Direction: Please reproduce each of the rows below word for word, with no changes.

Supplied information:
▬▬▬

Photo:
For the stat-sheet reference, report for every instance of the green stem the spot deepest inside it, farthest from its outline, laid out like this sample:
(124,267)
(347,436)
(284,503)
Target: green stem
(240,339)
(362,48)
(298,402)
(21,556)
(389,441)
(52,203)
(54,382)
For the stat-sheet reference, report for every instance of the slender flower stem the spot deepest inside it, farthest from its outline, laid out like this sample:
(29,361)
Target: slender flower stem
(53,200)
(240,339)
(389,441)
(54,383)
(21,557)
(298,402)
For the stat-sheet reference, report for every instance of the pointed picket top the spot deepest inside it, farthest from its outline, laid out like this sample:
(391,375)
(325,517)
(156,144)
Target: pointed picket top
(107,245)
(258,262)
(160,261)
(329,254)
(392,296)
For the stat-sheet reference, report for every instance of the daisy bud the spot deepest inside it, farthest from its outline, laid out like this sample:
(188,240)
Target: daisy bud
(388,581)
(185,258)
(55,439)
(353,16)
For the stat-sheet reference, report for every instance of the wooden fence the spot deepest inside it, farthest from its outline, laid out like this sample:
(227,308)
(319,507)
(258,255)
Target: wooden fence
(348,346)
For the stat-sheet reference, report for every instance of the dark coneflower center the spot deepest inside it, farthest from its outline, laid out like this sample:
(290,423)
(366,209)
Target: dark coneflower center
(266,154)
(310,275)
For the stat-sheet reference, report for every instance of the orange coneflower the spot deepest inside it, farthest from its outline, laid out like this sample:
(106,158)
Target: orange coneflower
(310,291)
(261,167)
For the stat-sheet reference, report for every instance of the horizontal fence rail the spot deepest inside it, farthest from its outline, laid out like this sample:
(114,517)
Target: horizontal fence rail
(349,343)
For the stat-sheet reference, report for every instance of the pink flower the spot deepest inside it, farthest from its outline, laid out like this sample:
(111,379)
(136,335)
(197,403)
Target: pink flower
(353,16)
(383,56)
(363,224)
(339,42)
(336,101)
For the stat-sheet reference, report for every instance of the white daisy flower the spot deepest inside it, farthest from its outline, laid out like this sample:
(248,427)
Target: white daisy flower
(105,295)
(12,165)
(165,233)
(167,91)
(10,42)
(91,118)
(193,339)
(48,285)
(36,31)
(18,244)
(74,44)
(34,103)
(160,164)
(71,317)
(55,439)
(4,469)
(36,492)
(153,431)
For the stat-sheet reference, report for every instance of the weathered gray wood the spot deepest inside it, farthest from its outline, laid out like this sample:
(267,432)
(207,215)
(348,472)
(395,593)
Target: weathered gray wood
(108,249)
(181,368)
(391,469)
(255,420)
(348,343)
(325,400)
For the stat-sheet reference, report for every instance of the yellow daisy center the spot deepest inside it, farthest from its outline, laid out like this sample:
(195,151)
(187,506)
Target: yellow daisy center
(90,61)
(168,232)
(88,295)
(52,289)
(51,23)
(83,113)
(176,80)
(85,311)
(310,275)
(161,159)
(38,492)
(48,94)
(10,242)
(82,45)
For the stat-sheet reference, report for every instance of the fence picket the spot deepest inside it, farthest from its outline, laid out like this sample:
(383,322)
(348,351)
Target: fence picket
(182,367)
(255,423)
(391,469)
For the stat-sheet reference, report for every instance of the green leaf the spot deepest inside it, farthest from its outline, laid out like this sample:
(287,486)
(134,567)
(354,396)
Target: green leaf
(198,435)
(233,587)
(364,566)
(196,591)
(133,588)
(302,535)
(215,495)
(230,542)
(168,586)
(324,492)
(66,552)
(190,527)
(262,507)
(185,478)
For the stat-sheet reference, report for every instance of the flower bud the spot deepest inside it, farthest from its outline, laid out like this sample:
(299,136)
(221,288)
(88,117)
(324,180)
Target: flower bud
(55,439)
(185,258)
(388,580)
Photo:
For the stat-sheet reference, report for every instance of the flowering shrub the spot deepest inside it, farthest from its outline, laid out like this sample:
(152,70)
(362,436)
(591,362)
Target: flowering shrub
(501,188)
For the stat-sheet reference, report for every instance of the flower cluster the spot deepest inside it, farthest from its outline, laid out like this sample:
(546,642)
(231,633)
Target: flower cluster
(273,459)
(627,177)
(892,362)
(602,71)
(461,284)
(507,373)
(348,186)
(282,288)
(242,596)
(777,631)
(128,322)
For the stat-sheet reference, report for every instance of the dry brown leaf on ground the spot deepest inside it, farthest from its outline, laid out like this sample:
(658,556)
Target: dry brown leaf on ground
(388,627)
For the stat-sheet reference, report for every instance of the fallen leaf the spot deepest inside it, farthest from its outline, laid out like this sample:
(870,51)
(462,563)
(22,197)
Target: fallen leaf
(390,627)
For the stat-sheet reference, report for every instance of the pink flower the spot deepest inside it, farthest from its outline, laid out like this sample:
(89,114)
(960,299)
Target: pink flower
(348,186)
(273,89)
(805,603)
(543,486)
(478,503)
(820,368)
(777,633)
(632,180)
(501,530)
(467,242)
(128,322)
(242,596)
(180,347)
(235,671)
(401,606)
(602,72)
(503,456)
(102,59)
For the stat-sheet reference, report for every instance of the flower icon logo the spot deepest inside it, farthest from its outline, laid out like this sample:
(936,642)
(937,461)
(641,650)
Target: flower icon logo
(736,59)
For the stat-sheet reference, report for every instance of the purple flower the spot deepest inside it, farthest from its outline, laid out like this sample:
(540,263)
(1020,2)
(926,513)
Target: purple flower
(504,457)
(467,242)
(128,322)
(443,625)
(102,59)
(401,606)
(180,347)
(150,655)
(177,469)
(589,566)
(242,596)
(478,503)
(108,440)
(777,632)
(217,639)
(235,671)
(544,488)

▬▬▬

Exercise solution:
Photo:
For the stat-sheet reference, report for every instance of the green stem the spot deepest inside it, farthest from its outline, laid out like this sample:
(124,267)
(347,436)
(284,503)
Target: green stem
(240,339)
(362,48)
(298,402)
(21,556)
(389,441)
(52,203)
(54,382)
For the stat-sheet reference, report for every instance of the slender flower stem the spot deepest inside it, farthest from its outline, laid out like this sample:
(29,361)
Target: slender flower stem
(53,200)
(240,339)
(389,441)
(54,383)
(21,557)
(298,402)
For the stat-sheet reference, report for every instance of the pointed picket top the spot deepest inside it, farthest from its outline, laid out like this sample:
(391,375)
(325,517)
(156,144)
Target: pointed picket top
(107,245)
(258,262)
(160,261)
(329,254)
(392,296)
For the stat-sheet reference, report for every instance of the daisy bud the spot deepest inside it, farthest from its outline, laid out like this sample:
(188,240)
Target: daisy bud
(388,581)
(185,258)
(55,439)
(353,16)
For the stat-sheet reference, report for every instance of the wooden fence the spot deepest inside it, farthest from its outline, laid out like this sample:
(227,308)
(319,507)
(258,255)
Target: wooden fence
(348,346)
For the stat-sheet reference, report for every instance of the dark coneflower center the spot deepest inside it, farthest from its outline, laid out like this sample:
(290,423)
(366,209)
Target: dark coneflower center
(266,154)
(310,275)
For the stat-sheet reference, report for every instance of the orange coneflower the spot deepest inside it, farthest from its outline, laid out like this sample:
(106,158)
Target: orange coneflower
(310,291)
(261,167)
For the stat-sheet reference, report for every instance of the horizontal fence rail the spot deepest inside it, farthest from its outline, laid out like this sample:
(114,517)
Target: horizontal fence rail
(349,343)
For the stat-sheet reference, report for every instance of the pink flower the spot deepest inside it, farthest from its outline, laid out like this sample:
(111,379)
(136,335)
(197,403)
Target: pink flower
(353,16)
(383,56)
(363,224)
(339,42)
(336,101)
For the stat-sheet reference, report for every instance of the white daisy flower the spot deepest inside it, farthest from its outline, laid out like this sample:
(248,427)
Target: white daisy flower
(105,295)
(12,165)
(165,233)
(167,91)
(10,42)
(91,118)
(193,339)
(48,285)
(36,31)
(18,244)
(74,44)
(34,103)
(160,164)
(71,317)
(55,439)
(4,469)
(36,492)
(153,431)
For the stat-sheet reference, report for every instance of the weathered gray wood the spot deepest inside it, farthest from its outline, laid out like this sample:
(267,432)
(207,215)
(348,472)
(395,593)
Target: weathered gray wood
(108,249)
(181,368)
(391,469)
(255,420)
(348,343)
(325,400)
For the stat-sheet reference, report for every instance of the yellow daisy center the spot deepest inside it, farthest from its outline, laid out like this sample:
(195,151)
(187,506)
Target: yellow daisy center
(90,61)
(168,232)
(88,295)
(52,289)
(51,23)
(83,113)
(176,80)
(85,311)
(310,275)
(161,159)
(38,492)
(48,94)
(10,242)
(82,45)
For the stat-sheet reference, report for every instance of the fence picket the spot deepest inside it, farthest from its outline, laid out like this sample:
(383,322)
(348,351)
Target: fence picket
(182,367)
(255,423)
(391,469)
For the stat-sheet reference, report for every instance of the green leaf the spot deepest inside it, farthest from its outline, laid out like this sample:
(287,486)
(134,567)
(354,396)
Target: green leaf
(198,435)
(233,587)
(364,566)
(196,591)
(133,588)
(302,535)
(215,495)
(230,542)
(168,586)
(324,492)
(66,552)
(190,527)
(262,507)
(185,478)
For the stat-sheet reference, report for every instance of the flower bud the spot deepest inside it, farthest from its outline, laid out like this sample:
(299,136)
(221,288)
(88,117)
(324,180)
Target: flower bud
(55,439)
(185,258)
(388,580)
Photo:
For the stat-sheet reference, report for every instance of the flowering shrub the spot deepest inside it, farthest from its outline, laid out like this sample:
(152,70)
(362,436)
(591,362)
Target: flowering shrub
(501,188)
For the stat-sheet reference, report for every instance of the flower cluster the spot deepest inside it, farthest from its outline, laid out like this sample:
(546,642)
(231,633)
Target: flower cluster
(273,459)
(627,177)
(892,362)
(602,71)
(461,284)
(507,373)
(348,186)
(282,288)
(242,596)
(777,631)
(128,322)
For the stat-sheet reference, report for every instance of the dry brown leaf on ground the spot deepest inside it, farthest from its outline, laid out like this sample:
(658,556)
Target: dry brown leaf on ground
(388,627)
For the stat-sheet reference, report for every instance of the fallen leaf the spot deepest inside it, farthest from its outline, laid out like this sample:
(870,51)
(462,563)
(22,197)
Target: fallen leaf
(390,627)
For the stat-sheet reference, report for every instance of the pink flower the spot deepest inside it, farthest from its outline, laid out like this sample:
(89,114)
(960,299)
Target: pink flower
(348,186)
(273,89)
(805,603)
(543,486)
(478,503)
(820,368)
(777,633)
(632,180)
(501,530)
(467,242)
(128,322)
(242,596)
(180,347)
(235,671)
(401,606)
(602,72)
(503,456)
(102,59)
For the stat-sheet reference, report for every instance of the flower icon logo the spot deepest inside it, farthest from its outline, laid out like this sample:
(936,642)
(937,461)
(641,650)
Target: flower icon logo
(736,59)
For the stat-sheet reference, report for every instance of the purple flower the spot deepest inside it, farthest from its outline, laid out like this sample:
(540,263)
(1020,2)
(926,513)
Target: purple flower
(504,457)
(467,242)
(128,322)
(443,625)
(102,59)
(401,606)
(180,347)
(150,655)
(177,469)
(589,566)
(242,596)
(478,503)
(108,440)
(777,632)
(217,639)
(235,671)
(544,488)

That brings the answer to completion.